- Problem: Reproduce the following records line for line, with every character unchanged, and leave out the pictures.

- Dataset:
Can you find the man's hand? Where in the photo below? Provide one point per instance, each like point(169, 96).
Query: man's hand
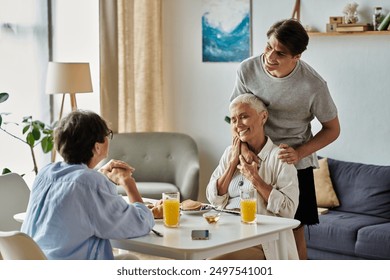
point(288, 154)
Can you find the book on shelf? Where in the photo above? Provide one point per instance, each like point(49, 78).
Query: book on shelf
point(351, 27)
point(385, 23)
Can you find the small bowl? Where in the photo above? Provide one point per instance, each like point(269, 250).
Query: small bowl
point(212, 217)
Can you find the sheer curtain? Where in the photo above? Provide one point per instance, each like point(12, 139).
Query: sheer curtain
point(131, 64)
point(23, 55)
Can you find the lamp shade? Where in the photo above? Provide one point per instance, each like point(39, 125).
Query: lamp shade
point(68, 77)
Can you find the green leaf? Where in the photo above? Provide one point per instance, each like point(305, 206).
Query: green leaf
point(26, 128)
point(6, 171)
point(39, 124)
point(30, 139)
point(36, 133)
point(3, 96)
point(47, 131)
point(47, 144)
point(27, 119)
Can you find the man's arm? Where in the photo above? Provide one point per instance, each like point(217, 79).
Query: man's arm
point(329, 132)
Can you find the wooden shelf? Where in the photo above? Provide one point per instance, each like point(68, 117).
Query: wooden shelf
point(364, 33)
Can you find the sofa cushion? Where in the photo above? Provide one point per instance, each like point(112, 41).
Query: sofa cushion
point(361, 188)
point(337, 231)
point(373, 242)
point(325, 194)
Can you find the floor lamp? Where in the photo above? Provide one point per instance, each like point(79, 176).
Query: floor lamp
point(68, 78)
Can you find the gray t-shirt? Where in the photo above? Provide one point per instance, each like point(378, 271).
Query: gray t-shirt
point(292, 102)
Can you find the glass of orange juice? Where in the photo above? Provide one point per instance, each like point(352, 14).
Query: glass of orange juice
point(171, 209)
point(248, 205)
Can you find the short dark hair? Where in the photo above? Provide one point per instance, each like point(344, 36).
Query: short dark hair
point(291, 34)
point(76, 135)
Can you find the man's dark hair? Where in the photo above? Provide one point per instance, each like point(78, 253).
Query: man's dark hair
point(76, 135)
point(291, 34)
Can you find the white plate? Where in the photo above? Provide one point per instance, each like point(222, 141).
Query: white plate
point(204, 209)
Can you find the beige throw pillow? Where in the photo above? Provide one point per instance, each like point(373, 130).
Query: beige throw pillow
point(326, 196)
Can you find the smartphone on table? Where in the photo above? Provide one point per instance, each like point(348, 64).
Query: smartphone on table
point(200, 234)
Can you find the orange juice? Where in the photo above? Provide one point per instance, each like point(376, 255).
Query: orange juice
point(248, 210)
point(171, 210)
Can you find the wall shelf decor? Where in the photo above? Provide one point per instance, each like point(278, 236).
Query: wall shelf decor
point(365, 33)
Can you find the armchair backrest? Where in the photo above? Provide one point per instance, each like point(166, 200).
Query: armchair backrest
point(166, 157)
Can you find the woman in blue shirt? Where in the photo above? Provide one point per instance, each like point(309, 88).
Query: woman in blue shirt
point(74, 209)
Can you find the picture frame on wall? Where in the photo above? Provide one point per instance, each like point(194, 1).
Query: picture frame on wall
point(226, 30)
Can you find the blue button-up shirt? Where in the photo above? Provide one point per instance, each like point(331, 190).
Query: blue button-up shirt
point(74, 210)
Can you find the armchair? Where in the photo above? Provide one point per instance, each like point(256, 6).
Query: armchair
point(163, 161)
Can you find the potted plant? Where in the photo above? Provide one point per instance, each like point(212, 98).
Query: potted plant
point(35, 133)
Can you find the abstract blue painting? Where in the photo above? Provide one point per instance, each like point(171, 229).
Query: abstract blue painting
point(226, 30)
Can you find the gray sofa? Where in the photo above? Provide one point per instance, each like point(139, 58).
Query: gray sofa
point(163, 162)
point(360, 227)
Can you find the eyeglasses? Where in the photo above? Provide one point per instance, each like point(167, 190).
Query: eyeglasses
point(110, 134)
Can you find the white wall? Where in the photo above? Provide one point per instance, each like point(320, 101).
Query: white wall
point(355, 68)
point(76, 39)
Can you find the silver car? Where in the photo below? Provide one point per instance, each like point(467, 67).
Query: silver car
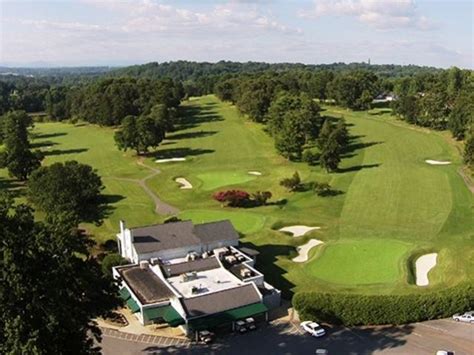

- Response for this exercise:
Can you find the man's hand? Where in the photo below? Provide one point per instance, each like point(169, 96).
Query: man's hand
point(288, 154)
Can you find the book on shelf? Where in the photo above? Provide one point per instance, each like point(49, 78).
Query: book on shelf
point(351, 27)
point(385, 23)
Can you find the small bowl? Where in the photo above? Provide one point per instance, each like point(269, 250).
Query: small bowl
point(212, 217)
Can you find the sheer curtain? Where in the photo above? Provide one point per instance, each like point(12, 139).
Query: sheer curtain
point(131, 64)
point(23, 55)
Can you find the lamp shade? Where in the photo above? Provide one point per instance, each like point(39, 125).
Query: lamp shade
point(68, 77)
Can you find the green leaf? Where in the photo above? Provide one point per instance, each like point(305, 206).
Query: green leaf
point(26, 128)
point(6, 171)
point(39, 124)
point(30, 139)
point(36, 133)
point(3, 96)
point(47, 131)
point(47, 144)
point(27, 119)
Can you find the man's arm? Where in the photo above? Provide one point per instance, each like point(217, 79).
Query: man's arm
point(329, 132)
Can you find the wooden shelf? Where in the photo above? Provide one point per instance, each like point(68, 117).
Query: wooden shelf
point(364, 33)
Can you find the sofa cushion? Where in the photo above? Provide one point per instance, each like point(112, 41).
Query: sofa cushion
point(361, 188)
point(337, 231)
point(373, 242)
point(325, 194)
Can you find the floor lamp? Where in the photo above? Provide one point per instance, each like point(79, 176).
Query: floor lamp
point(68, 78)
Can you find the gray t-shirt? Where in the photo above? Provide one point per instance, each like point(378, 271).
Query: gray t-shirt
point(292, 102)
Can you find the glass of orange juice? Where in the photo above? Provide one point per instance, each like point(352, 14).
Query: glass of orange juice
point(171, 209)
point(248, 205)
Can you find the short dark hair? Where in the photo above? Provide one point per instance, each like point(344, 36).
Query: short dark hair
point(291, 34)
point(76, 135)
Can you find the man's dark hair? Where in the photo above? Provide one point per instance, each like point(78, 253).
Query: man's dark hair
point(76, 135)
point(291, 34)
Can you find the white plate? Where in the photo above? Provide one point per instance, each like point(222, 141).
Query: white plate
point(204, 209)
Can you find the beige throw pillow? Where in the photo above? Provide one point per instance, each like point(373, 130).
Query: beige throw pillow
point(326, 196)
Can you find the smartphone on table? Where in the photo above? Provide one point per instance, each like point(348, 64).
Query: smartphone on table
point(200, 234)
Can you find the orange juice? Where in the photo above? Provide one point per instance, each like point(376, 255).
Query: orange juice
point(248, 210)
point(171, 210)
Can you find the wall shelf decor? Where in the photo above? Provide one point per instance, each like point(278, 236).
Query: wall shelf decor
point(365, 33)
Can you find the armchair backrest? Where in the photo above? Provide one point per instance, each like point(166, 200).
Query: armchair backrest
point(166, 157)
Can you find the woman in blue shirt? Where in the photo above? Provide one point per instance, each like point(309, 88).
Query: woman in blue shirt
point(74, 209)
Can you find the picture frame on wall? Where in the photo above? Provide one point per instance, each like point(194, 1).
Query: picture frame on wall
point(226, 30)
Can you find the blue button-up shirt? Where in the photo above? Provide one point per instance, each like point(331, 190).
Query: blue button-up shirt
point(74, 210)
Can you find the armchair? Where in the photo above? Provide one point per instance, each like point(256, 6).
Query: armchair
point(163, 161)
Can you find the potted plant? Where in the photo above? Provide one point per instance, each like point(212, 98).
Query: potted plant
point(35, 133)
Can you find the abstract blue painting? Where in the photo above? Provide one point per instance, each like point(171, 229).
Query: abstract blue painting
point(226, 30)
Can you find the gray sofa? Where in the photo above? Provide one point per instance, each like point(139, 58).
Query: gray sofa
point(163, 162)
point(360, 227)
Can you find the eyeglasses? Where in the photo above? Provide one point per instance, each like point(167, 190).
Query: eyeglasses
point(110, 134)
Can you find the white wall? Where in the photo above? Provide one point per instance, each like point(320, 101).
Query: white wall
point(355, 68)
point(76, 39)
Can you find the silver car? Where in the photo below? Provide one point per instance, each like point(467, 67).
Query: silver car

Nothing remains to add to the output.